Personal Perspective: Sarina Feng
“I have outwalked the furthest city light.” — Robert Frost
The sidewalk here is speckled, cracks spaced congruently. Between each, I must not take an odd number of steps, and so, in transit, I watch the lines slip backwards each time my foot touches the ground. From this point, it is all uphill; it has been uphill for a while.
When deadlines are demanding, hunched over my desk or sprawled across the floor, I finish days’ worth of responsibilities in advance so that I might walk aimlessly for a while. My peripheral vision is unconfined by the borders of a screen or jacket hood. The road in front of me widens.
I tread across places carved into existence with an engineer’s precision and ones that could be recreated with a few intentional strokes of my grandfather’s paintbrush. Cities with no ground left untouched and reserves with acres of pristine wilderness. People, birds and cars swarm up a cacophony of chaos, but as they travel from vertex to vertex, order is born from emergent patterns.
“I love you without knowing how or when this world / will end … I love you like this because we’ll only survive / in the nitrogen rich compost of our embrace, / so close that your emissions of carbon are mine, / so close that your sea rises with my heat.” — Craig Santos Perez
When I was a toddler, my dad carried me on his shoulders every weekend up the mountain at the Torrey Pines State Natural Reserve. On my own two feet, I find our favorite place where, on one of the side trails, you turn a corner, and the entire ocean unfolds in front of you, a hundred scalloped white waves sweeping towards and clawing at the shore. He pulls me up this mountain on my worst days, jogs up the last stretch with me on my best and as we stand, cradled by blue above and blue below, unencumbered beneath the sea breeze, I tell him my concerns.

====

Answer these questions about the personal essay:
(a) Whose line is quoted at the top of the essay?
(b) How many steps must the writer avoid taking between sidewalk cracks?
(c) Where did the writer's dad carry the writer up a mountain every weekend?
The records after this point have no connection to the essay.

====

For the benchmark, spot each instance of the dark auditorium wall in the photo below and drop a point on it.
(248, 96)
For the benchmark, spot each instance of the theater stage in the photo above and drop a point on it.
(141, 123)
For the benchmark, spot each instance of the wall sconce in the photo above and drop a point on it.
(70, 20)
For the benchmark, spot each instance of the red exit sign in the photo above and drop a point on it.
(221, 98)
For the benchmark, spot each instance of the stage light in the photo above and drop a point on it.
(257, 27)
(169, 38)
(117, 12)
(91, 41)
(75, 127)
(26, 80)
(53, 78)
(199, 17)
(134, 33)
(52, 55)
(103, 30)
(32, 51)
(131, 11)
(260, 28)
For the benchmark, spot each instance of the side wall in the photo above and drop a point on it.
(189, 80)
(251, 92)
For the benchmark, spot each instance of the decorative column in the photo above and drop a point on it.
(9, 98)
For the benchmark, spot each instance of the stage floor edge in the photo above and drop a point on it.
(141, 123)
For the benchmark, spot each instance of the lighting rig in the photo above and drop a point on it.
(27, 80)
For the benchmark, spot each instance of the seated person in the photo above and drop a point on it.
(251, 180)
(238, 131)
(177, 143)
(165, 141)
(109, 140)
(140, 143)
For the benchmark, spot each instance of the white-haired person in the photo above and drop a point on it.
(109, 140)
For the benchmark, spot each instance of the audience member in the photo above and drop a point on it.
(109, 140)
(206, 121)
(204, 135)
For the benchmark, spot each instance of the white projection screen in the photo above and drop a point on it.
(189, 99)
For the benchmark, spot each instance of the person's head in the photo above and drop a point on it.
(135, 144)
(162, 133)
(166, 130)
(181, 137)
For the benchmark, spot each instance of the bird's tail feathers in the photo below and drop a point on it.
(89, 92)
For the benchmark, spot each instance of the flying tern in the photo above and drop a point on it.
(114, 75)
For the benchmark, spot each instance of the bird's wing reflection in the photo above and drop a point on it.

====

▶ OUTPUT BELOW:
(a) Robert Frost
(b) An odd number
(c) The Torrey Pines State Natural Reserve